▸ The task: Please lay out the part of the material that opens with the line containing "Please pick out the apartment" and closes with the line containing "Target: apartment tower" as a numbered list, with any blank lines left out.

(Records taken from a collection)
╔══

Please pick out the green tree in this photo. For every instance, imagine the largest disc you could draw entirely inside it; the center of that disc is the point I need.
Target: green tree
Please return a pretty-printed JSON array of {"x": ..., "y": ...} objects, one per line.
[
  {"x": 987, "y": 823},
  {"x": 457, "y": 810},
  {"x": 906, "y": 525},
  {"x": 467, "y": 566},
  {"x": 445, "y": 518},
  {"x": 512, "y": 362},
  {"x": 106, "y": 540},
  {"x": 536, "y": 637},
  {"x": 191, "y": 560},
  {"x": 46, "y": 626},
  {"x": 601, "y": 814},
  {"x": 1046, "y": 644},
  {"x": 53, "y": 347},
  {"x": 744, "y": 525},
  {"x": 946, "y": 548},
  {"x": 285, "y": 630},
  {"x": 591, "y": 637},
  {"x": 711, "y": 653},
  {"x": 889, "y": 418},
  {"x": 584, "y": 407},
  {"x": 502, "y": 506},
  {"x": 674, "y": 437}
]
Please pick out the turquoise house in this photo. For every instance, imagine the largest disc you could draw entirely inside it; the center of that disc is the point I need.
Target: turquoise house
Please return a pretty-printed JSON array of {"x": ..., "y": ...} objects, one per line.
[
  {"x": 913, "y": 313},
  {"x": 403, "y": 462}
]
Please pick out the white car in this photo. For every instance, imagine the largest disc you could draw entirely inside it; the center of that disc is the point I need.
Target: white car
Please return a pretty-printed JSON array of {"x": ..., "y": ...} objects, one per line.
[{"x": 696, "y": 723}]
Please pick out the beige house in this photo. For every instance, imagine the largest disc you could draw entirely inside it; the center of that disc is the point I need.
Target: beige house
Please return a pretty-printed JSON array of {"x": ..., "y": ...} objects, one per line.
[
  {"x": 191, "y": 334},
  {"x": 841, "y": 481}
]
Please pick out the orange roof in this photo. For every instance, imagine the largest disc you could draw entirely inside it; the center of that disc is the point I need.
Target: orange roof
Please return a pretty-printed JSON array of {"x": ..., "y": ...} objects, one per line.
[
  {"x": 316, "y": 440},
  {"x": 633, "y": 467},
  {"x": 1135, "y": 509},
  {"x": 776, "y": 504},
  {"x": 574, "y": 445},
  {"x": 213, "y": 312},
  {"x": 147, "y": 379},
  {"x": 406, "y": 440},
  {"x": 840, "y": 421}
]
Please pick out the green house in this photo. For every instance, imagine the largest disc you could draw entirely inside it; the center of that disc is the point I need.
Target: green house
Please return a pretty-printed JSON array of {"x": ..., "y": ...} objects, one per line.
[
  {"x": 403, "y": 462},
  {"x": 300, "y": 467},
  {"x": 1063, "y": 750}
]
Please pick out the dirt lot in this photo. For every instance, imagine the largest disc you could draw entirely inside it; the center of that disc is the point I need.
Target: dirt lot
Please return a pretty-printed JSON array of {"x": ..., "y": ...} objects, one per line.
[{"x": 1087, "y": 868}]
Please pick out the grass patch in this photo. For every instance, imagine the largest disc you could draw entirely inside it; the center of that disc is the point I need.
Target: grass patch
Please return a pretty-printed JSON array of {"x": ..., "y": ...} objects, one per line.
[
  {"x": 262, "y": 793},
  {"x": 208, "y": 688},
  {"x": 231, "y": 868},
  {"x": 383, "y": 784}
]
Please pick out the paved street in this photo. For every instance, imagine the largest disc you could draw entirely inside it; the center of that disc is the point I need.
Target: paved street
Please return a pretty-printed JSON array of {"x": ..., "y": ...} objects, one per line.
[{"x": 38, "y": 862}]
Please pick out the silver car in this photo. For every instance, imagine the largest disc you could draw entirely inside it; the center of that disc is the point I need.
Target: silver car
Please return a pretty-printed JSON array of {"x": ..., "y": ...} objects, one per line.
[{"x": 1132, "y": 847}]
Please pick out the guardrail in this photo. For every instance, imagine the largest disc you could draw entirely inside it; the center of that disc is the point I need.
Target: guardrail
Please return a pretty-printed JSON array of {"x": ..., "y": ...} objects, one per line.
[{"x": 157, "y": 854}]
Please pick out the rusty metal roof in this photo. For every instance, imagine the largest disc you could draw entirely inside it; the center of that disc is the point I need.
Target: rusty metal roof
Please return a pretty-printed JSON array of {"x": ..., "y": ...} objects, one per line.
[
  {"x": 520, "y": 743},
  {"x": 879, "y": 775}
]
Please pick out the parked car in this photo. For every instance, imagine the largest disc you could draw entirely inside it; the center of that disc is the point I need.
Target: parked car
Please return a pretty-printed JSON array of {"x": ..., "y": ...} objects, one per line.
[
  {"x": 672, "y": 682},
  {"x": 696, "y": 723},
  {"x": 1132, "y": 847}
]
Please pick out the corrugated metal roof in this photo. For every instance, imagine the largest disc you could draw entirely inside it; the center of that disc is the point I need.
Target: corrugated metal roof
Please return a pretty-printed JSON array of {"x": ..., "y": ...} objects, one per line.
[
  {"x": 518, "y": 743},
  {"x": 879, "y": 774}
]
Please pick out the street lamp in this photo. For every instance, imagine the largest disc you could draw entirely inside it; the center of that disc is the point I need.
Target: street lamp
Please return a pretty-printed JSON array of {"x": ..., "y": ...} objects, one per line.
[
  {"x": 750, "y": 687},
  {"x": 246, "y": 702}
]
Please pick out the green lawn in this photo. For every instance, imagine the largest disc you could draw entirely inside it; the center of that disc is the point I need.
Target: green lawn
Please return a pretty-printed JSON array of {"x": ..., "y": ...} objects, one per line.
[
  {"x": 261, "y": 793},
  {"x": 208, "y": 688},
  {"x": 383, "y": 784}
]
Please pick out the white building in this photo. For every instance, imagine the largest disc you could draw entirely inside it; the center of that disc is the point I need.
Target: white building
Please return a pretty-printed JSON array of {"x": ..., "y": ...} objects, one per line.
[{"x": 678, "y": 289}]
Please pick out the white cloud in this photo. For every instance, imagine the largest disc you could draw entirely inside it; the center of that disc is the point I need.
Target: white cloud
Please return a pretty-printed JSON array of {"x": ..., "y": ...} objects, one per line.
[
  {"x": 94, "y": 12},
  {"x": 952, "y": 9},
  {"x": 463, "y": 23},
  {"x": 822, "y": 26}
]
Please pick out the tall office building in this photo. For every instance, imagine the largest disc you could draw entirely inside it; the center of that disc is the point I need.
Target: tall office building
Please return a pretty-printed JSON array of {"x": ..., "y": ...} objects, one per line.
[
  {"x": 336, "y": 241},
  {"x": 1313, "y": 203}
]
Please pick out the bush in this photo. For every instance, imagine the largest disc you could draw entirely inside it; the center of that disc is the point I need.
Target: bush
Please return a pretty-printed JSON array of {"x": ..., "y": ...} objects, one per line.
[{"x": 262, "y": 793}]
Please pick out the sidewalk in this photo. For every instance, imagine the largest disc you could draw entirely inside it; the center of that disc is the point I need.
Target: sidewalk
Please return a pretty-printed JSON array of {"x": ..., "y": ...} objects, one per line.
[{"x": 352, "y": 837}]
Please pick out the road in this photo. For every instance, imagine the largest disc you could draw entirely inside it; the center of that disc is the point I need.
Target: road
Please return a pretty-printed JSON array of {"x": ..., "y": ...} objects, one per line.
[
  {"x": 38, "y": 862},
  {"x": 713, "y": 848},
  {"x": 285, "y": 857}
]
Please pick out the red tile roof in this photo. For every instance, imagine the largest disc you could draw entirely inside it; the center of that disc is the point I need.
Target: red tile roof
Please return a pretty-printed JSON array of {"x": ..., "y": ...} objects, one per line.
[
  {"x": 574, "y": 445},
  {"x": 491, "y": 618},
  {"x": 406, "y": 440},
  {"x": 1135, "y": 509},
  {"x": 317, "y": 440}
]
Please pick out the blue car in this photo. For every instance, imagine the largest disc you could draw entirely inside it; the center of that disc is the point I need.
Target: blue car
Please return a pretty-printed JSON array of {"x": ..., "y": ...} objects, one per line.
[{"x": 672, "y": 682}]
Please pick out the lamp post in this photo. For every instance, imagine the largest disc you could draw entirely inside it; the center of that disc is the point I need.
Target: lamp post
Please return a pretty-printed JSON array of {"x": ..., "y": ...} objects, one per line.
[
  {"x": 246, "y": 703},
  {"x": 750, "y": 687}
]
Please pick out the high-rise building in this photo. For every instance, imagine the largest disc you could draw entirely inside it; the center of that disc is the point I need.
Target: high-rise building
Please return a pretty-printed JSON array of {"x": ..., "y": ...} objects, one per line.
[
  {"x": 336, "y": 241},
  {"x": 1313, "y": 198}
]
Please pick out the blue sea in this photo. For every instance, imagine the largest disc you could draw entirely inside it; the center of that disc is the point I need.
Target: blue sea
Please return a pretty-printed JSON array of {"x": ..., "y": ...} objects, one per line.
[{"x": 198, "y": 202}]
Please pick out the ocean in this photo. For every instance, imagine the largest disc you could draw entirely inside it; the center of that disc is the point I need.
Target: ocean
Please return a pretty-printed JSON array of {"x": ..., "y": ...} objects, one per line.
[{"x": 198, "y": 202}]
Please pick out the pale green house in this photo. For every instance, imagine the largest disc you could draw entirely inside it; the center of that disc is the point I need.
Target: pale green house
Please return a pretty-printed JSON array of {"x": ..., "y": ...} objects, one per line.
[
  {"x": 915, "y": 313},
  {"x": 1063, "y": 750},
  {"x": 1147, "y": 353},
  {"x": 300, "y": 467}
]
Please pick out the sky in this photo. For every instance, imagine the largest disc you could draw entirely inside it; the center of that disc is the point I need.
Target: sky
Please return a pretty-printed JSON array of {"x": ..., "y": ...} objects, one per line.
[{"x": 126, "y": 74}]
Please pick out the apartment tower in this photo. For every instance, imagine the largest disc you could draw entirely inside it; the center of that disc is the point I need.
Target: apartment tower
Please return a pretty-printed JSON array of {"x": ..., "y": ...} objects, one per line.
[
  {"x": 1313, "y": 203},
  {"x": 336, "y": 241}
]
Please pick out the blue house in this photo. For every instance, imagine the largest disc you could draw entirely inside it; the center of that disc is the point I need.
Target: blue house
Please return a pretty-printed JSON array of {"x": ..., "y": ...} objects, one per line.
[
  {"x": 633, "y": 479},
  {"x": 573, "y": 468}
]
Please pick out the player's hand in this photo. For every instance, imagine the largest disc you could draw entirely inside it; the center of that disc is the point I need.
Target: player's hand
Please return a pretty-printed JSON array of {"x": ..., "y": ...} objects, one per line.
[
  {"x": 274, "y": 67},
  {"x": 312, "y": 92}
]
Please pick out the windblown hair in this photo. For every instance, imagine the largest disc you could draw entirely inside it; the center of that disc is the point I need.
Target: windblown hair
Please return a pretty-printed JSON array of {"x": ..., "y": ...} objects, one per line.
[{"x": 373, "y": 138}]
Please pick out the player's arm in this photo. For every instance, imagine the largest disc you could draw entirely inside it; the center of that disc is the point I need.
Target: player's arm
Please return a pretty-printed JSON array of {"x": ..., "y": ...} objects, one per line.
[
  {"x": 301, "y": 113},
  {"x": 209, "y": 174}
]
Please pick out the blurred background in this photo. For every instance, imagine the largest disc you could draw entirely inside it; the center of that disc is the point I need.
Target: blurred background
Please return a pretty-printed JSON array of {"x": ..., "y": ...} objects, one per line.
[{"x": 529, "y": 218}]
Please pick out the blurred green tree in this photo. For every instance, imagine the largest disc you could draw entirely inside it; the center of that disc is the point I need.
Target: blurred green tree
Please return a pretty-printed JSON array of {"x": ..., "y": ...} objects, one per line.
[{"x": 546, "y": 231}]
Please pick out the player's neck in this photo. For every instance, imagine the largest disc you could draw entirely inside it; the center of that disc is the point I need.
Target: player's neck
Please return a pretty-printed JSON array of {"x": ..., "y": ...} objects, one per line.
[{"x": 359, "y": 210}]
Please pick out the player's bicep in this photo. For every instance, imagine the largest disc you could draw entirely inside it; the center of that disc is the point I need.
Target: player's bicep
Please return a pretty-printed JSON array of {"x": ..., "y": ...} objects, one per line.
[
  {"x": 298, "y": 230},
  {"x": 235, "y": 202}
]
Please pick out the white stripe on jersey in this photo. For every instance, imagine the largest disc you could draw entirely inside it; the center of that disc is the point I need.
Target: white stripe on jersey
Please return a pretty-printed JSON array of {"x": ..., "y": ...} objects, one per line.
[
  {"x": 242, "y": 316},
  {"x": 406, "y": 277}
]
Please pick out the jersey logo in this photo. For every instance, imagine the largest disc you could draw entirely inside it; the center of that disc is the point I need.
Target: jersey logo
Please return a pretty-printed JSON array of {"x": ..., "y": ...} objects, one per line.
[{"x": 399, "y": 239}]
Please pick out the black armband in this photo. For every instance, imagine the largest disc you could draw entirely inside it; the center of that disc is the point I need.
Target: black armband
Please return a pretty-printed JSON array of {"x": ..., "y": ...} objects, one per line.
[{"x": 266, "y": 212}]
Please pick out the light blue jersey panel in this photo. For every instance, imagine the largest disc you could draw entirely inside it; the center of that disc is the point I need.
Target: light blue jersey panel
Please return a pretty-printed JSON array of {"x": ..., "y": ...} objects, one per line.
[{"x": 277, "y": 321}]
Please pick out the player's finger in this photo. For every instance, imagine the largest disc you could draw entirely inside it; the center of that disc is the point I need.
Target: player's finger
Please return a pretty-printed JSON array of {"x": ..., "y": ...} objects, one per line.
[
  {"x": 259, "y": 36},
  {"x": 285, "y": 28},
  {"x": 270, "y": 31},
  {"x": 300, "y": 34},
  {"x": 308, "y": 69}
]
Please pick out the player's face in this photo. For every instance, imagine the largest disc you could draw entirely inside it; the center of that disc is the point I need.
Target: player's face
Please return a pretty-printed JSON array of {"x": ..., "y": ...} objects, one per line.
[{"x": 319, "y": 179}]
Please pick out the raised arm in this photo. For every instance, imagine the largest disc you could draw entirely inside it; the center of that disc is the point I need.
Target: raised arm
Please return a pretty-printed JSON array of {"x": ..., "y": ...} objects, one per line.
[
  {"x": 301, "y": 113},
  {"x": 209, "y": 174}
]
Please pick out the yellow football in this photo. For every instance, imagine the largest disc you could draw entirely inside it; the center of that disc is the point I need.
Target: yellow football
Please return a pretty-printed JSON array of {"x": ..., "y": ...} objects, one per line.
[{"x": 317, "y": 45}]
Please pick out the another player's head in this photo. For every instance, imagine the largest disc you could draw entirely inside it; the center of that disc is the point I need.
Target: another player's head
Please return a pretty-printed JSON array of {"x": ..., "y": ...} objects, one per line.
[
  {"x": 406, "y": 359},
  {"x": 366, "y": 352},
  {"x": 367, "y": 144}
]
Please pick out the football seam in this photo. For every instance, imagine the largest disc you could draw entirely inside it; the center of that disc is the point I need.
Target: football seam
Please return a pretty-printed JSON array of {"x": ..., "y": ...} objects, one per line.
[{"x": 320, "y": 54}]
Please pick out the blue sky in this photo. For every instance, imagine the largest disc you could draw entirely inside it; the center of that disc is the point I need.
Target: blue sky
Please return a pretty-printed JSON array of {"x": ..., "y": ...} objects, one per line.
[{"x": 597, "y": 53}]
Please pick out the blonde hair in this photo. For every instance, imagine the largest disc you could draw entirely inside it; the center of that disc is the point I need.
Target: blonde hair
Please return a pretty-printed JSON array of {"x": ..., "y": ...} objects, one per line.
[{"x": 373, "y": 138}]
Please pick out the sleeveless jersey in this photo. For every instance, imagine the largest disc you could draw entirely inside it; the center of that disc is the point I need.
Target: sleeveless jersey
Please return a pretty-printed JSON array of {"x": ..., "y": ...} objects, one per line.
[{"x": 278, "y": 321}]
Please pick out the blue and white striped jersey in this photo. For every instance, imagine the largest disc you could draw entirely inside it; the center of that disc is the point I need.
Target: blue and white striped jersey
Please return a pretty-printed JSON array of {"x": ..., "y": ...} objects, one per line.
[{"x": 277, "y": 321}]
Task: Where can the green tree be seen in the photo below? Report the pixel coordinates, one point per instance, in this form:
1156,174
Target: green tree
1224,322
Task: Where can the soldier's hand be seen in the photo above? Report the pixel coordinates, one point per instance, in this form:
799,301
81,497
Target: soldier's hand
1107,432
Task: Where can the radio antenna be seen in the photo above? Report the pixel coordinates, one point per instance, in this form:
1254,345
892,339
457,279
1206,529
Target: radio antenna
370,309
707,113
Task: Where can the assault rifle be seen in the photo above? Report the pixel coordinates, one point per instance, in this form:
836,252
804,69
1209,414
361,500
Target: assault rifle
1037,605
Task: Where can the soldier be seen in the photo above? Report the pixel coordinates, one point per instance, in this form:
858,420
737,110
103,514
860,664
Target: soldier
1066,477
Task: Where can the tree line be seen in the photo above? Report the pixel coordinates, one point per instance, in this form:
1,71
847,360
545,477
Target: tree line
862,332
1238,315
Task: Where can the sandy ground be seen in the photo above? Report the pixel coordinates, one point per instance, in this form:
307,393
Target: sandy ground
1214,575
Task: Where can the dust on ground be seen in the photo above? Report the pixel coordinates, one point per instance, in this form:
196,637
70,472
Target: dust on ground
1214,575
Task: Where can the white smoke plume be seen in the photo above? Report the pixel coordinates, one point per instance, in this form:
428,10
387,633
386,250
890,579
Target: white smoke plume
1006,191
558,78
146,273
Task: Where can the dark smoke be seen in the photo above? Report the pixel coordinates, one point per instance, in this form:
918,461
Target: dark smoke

╚══

▸ Solution to the problem:
1. Please pick out the apartment tower in this photo. For every instance, imagine the largest disc you could draw entirely inside it; the center of that disc is the point I need.
2. Target: apartment tower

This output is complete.